Collected data entries:
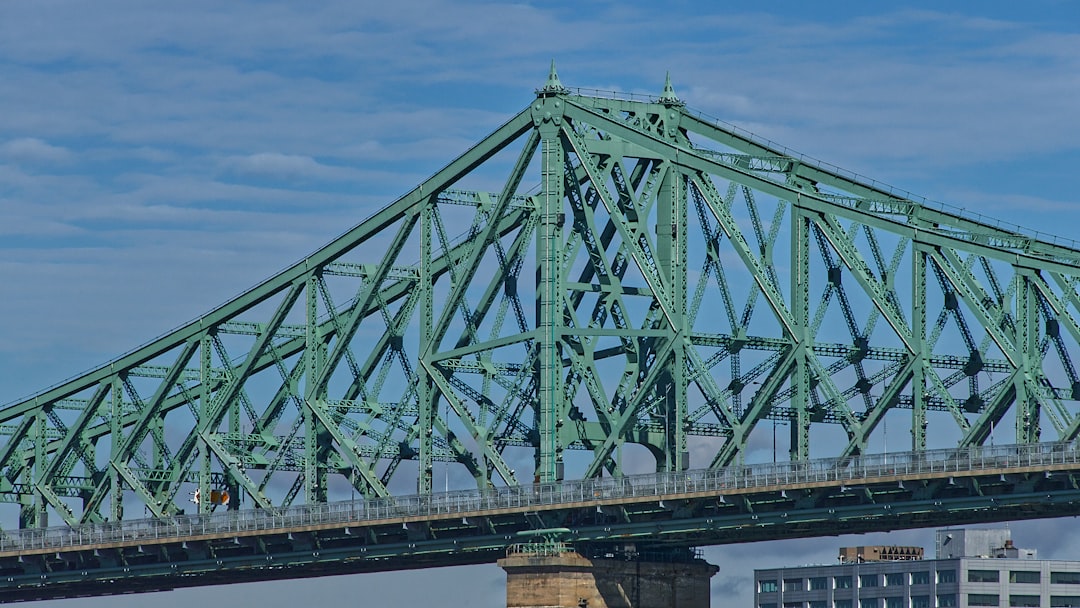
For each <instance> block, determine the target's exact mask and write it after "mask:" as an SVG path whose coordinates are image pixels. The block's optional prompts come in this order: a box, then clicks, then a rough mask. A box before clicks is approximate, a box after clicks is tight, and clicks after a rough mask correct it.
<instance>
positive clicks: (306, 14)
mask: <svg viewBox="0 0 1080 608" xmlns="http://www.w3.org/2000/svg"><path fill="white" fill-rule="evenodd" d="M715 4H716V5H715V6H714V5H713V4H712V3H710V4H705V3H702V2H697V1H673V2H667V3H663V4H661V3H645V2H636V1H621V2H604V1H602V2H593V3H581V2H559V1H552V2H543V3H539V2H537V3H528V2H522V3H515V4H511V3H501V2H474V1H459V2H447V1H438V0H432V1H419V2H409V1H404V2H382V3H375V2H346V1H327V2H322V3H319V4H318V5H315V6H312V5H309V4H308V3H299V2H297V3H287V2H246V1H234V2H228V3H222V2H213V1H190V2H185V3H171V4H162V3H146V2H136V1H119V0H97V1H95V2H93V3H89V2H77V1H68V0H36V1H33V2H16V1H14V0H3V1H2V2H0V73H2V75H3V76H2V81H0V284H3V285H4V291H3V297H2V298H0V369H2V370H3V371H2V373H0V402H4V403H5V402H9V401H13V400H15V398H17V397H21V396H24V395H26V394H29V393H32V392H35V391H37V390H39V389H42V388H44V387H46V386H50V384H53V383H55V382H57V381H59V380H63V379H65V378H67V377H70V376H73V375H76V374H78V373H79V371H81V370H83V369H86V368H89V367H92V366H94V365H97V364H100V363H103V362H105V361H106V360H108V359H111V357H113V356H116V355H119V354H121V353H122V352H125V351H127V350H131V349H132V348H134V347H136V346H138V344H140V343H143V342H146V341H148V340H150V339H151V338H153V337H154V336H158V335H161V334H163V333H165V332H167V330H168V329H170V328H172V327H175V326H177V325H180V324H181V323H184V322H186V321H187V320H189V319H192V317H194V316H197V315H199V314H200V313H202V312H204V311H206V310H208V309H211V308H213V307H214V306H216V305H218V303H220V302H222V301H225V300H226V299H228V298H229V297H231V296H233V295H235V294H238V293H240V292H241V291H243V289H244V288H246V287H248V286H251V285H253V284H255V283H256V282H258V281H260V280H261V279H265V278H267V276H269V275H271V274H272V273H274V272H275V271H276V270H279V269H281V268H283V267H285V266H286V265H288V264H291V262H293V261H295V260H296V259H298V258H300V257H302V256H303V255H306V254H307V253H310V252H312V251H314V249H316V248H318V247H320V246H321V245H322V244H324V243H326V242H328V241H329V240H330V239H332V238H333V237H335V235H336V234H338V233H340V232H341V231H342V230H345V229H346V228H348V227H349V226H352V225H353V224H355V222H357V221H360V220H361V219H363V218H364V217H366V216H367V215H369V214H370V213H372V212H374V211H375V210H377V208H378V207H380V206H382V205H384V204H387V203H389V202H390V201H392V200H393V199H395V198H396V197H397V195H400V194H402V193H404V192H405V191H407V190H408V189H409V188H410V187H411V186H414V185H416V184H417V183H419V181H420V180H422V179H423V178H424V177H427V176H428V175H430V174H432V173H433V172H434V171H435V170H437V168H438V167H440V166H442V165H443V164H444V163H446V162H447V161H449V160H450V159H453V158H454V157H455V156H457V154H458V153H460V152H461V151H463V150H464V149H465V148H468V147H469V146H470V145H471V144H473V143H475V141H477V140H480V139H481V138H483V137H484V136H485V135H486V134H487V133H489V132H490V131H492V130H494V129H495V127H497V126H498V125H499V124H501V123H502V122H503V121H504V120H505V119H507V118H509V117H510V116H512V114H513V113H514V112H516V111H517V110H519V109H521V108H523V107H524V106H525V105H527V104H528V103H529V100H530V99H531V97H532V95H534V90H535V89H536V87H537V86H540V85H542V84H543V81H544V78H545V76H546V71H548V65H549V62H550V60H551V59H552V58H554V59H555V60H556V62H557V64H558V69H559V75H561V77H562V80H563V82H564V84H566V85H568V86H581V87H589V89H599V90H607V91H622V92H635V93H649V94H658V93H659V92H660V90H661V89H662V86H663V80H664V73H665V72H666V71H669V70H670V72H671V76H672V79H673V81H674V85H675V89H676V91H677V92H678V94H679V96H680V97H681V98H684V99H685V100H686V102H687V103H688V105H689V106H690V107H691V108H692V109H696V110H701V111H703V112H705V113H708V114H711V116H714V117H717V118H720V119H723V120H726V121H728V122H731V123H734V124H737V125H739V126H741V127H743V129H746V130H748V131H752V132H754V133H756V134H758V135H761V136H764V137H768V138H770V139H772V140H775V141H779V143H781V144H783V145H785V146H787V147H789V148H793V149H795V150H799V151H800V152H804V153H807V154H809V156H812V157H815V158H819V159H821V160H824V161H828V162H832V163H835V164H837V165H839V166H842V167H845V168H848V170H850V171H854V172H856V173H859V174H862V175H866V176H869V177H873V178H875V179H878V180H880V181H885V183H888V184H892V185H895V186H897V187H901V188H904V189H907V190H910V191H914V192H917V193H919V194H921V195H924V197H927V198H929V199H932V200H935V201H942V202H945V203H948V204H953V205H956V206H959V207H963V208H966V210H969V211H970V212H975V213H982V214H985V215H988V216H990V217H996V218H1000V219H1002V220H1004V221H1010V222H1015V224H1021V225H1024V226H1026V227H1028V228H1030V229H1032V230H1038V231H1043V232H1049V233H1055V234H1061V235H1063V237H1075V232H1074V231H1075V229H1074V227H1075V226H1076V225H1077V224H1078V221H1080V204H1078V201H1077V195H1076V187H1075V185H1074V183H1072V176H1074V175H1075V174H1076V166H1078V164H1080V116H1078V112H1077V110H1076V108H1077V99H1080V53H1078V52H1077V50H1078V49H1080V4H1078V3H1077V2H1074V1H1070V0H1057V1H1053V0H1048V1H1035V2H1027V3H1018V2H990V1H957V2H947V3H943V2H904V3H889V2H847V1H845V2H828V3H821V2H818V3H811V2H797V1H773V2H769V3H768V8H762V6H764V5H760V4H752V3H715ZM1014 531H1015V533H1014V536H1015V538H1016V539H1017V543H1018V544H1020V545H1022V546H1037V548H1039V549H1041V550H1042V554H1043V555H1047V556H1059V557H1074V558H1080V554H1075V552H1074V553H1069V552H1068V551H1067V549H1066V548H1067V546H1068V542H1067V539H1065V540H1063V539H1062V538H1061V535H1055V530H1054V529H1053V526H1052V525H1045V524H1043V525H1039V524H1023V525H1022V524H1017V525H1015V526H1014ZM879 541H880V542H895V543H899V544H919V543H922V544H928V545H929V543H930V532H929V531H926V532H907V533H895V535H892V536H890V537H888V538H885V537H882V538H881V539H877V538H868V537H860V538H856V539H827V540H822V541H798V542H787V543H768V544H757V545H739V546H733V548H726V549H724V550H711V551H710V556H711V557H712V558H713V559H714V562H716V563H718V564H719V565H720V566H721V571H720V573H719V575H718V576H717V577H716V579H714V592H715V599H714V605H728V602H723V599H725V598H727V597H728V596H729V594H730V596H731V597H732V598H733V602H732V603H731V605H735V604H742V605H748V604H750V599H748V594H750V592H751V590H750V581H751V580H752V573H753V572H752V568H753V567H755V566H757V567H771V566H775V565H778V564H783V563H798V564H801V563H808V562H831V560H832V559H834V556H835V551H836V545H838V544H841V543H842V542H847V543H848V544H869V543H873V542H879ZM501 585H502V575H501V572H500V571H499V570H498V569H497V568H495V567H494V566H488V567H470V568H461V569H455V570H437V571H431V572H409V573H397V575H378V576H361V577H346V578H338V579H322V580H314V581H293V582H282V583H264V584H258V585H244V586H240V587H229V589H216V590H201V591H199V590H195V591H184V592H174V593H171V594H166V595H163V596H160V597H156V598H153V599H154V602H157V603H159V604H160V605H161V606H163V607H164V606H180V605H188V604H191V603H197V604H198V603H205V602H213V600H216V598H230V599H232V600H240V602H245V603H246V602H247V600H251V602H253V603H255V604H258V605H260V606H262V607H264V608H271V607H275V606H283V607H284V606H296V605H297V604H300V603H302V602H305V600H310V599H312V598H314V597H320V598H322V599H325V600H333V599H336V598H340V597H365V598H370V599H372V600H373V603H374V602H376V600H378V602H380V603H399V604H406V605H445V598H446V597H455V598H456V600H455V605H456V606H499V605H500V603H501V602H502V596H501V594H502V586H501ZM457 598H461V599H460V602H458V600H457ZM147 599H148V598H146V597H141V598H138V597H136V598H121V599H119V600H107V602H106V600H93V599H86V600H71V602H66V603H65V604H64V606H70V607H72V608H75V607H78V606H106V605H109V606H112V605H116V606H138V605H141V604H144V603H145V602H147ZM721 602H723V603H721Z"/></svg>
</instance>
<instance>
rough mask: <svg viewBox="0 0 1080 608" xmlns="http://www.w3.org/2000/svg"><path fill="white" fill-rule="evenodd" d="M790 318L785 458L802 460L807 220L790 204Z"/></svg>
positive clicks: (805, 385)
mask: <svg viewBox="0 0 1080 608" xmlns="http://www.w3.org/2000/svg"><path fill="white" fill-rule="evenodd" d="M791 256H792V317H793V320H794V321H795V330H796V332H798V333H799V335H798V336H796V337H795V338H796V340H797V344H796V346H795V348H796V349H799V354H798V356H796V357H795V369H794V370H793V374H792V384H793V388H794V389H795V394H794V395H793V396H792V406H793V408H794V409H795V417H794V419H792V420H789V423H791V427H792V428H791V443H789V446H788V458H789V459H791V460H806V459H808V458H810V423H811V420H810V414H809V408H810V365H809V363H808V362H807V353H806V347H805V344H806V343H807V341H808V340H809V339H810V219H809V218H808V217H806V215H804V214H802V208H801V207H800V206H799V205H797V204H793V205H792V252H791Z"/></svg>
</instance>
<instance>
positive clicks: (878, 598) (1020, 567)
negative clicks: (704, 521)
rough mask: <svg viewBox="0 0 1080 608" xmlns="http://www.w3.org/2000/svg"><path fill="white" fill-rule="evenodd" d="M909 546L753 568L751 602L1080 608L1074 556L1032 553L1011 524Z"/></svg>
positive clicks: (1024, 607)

> [YOUR OBJECTIVE]
Retype only the lines above between the line with "positive clicks: (805, 385)" and the line with "negative clicks: (704, 521)", counting those two lines as well, and keep every character as it is.

> [ANSWER TO THIS TASK]
positive clicks: (805, 385)
mask: <svg viewBox="0 0 1080 608" xmlns="http://www.w3.org/2000/svg"><path fill="white" fill-rule="evenodd" d="M791 256H792V317H793V320H794V321H795V330H796V332H798V333H799V335H798V336H796V337H795V338H796V340H797V344H796V346H795V348H796V349H799V354H798V356H796V357H795V369H794V370H793V374H792V384H793V388H794V389H795V394H794V395H793V396H792V406H793V408H794V409H795V417H794V419H792V420H789V423H791V427H792V428H791V443H789V446H788V458H789V459H791V460H806V459H808V458H810V423H811V420H810V414H809V408H810V365H809V363H808V362H807V353H806V347H805V344H806V343H807V341H808V340H809V339H810V219H809V218H808V217H806V215H804V214H802V208H801V207H800V206H799V205H797V204H793V205H792V252H791Z"/></svg>
</instance>
<instance>
positive clicks: (878, 598) (1020, 567)
negative clicks: (704, 521)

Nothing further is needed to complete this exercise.